=== Dataset records ===

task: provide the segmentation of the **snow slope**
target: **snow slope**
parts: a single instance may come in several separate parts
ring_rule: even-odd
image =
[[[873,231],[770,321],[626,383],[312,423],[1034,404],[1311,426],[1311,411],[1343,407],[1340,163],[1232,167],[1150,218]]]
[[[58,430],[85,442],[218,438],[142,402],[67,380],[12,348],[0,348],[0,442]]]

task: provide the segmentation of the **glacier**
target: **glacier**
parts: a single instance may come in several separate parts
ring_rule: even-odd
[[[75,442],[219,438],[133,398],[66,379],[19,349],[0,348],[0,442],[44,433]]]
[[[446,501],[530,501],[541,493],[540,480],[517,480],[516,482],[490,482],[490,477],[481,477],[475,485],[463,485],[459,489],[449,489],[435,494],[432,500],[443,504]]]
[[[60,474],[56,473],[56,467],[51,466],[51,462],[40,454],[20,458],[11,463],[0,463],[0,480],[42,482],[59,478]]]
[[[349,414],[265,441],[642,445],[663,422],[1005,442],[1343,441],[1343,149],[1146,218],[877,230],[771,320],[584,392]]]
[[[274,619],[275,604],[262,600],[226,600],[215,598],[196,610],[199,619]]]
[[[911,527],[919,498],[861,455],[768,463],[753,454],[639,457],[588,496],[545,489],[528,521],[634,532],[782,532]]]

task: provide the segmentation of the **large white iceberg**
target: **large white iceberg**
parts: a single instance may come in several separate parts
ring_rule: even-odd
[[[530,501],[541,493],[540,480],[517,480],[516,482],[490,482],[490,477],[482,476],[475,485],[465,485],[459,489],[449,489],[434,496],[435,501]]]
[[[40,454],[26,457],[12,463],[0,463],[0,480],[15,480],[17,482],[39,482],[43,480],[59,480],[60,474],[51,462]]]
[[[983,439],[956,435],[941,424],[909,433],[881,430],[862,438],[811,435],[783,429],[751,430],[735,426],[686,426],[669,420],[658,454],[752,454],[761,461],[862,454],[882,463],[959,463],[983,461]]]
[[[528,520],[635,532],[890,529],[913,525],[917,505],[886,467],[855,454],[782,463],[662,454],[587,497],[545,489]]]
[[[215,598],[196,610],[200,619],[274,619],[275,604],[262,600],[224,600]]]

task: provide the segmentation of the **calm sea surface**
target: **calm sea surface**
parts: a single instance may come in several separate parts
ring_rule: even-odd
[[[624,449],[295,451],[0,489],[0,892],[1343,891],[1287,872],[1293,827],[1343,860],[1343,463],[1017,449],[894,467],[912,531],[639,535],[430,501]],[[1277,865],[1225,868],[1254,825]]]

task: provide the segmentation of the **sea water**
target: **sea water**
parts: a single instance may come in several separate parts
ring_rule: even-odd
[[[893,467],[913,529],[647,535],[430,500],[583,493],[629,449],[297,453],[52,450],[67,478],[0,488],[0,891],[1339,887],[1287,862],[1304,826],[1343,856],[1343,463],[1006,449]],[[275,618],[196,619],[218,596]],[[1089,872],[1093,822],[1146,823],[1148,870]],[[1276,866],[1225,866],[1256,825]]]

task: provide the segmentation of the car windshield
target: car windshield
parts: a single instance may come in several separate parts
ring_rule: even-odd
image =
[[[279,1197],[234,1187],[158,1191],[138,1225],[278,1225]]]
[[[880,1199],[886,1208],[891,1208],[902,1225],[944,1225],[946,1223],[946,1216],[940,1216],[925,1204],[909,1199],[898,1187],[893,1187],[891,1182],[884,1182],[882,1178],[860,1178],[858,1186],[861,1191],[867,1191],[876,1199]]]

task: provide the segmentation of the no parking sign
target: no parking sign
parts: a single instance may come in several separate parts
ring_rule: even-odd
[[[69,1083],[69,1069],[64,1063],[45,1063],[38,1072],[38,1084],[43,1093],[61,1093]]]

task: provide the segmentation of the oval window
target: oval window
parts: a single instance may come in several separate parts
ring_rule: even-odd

===

#### [Task prompt]
Can you update the records above so that every "provide the segmentation of" becomes "outline", leaving everything else unchanged?

#### [Solution]
task: outline the **snow slope**
target: **snow slope**
parts: a single instance may come in several separate parts
ring_rule: even-odd
image =
[[[873,231],[770,321],[626,383],[312,423],[1034,404],[1311,426],[1311,411],[1343,407],[1340,163],[1232,167],[1150,218]]]
[[[58,430],[85,442],[218,438],[142,402],[67,380],[12,348],[0,348],[0,442]]]

task: outline the **glacier**
target: **glacier**
parts: a single instance may come in several separate parts
ring_rule: even-odd
[[[75,442],[219,438],[133,398],[66,379],[19,349],[0,348],[0,442],[44,433]]]
[[[446,501],[530,501],[541,493],[540,480],[517,480],[516,482],[490,482],[490,477],[481,477],[475,485],[463,485],[459,489],[449,489],[435,494],[432,500],[443,504]]]
[[[60,474],[56,473],[56,467],[51,466],[51,462],[40,454],[20,458],[11,463],[0,463],[0,480],[42,482],[59,478]]]
[[[349,414],[265,441],[642,445],[663,422],[1005,442],[1343,441],[1343,149],[1146,218],[877,230],[771,320],[584,392]]]
[[[274,619],[275,604],[262,600],[226,600],[215,598],[196,610],[199,619]]]
[[[911,527],[919,498],[861,455],[768,463],[753,454],[639,457],[588,496],[545,489],[528,521],[634,532],[782,532]]]

task: outline the **large white iceberg**
target: **large white iceberg**
parts: a single instance may come in several separate parts
ring_rule: even-odd
[[[530,501],[541,493],[540,480],[517,480],[516,482],[490,482],[490,477],[482,476],[475,485],[465,485],[459,489],[449,489],[434,496],[435,501]]]
[[[40,454],[26,457],[12,463],[0,463],[0,480],[15,480],[17,482],[39,482],[43,480],[59,480],[60,474],[51,462]]]
[[[983,439],[956,435],[941,424],[909,433],[881,430],[862,438],[811,435],[783,429],[751,430],[735,426],[686,426],[669,420],[658,454],[752,454],[761,461],[862,454],[882,463],[959,463],[983,461]]]
[[[528,520],[635,532],[890,529],[913,525],[917,505],[886,467],[855,454],[782,463],[662,454],[587,497],[545,489]]]
[[[215,598],[196,610],[200,619],[274,619],[275,604],[262,600],[224,600]]]

task: outline the **calm sea surface**
target: **calm sea surface**
parts: a single instance may come in several separate parts
ring_rule: even-odd
[[[624,449],[295,451],[0,489],[0,892],[1343,891],[1287,872],[1293,827],[1343,860],[1343,463],[1017,449],[894,467],[912,531],[639,535],[430,501]],[[1277,865],[1225,868],[1254,825]]]

task: outline the **sea water**
target: **sea water**
parts: a single instance may come in several separate parts
ring_rule: even-odd
[[[893,467],[913,529],[647,535],[430,500],[583,493],[629,449],[297,453],[52,450],[67,478],[0,488],[0,891],[1339,887],[1287,862],[1304,826],[1343,856],[1343,463],[1006,449]],[[275,618],[196,619],[218,596]],[[1089,872],[1093,822],[1146,823],[1148,870]],[[1276,866],[1225,866],[1256,825]]]

task: outline the car windshield
target: car windshield
parts: a single instance may come in several separate parts
ring_rule: even-odd
image =
[[[279,1197],[234,1187],[158,1191],[138,1225],[278,1225]]]
[[[880,1199],[886,1208],[891,1208],[902,1225],[944,1225],[946,1223],[946,1216],[940,1216],[925,1204],[909,1199],[898,1187],[893,1187],[891,1182],[884,1182],[882,1178],[860,1178],[858,1186],[861,1191],[867,1191],[876,1199]]]

task: outline the no parking sign
target: no parking sign
parts: a single instance may come in several separate parts
ring_rule: even-odd
[[[69,1083],[69,1069],[64,1063],[45,1063],[38,1072],[38,1084],[43,1093],[61,1093]]]

task: outline the oval window
target: oval window
parts: a single instance may come in several separate parts
ring_rule: even-odd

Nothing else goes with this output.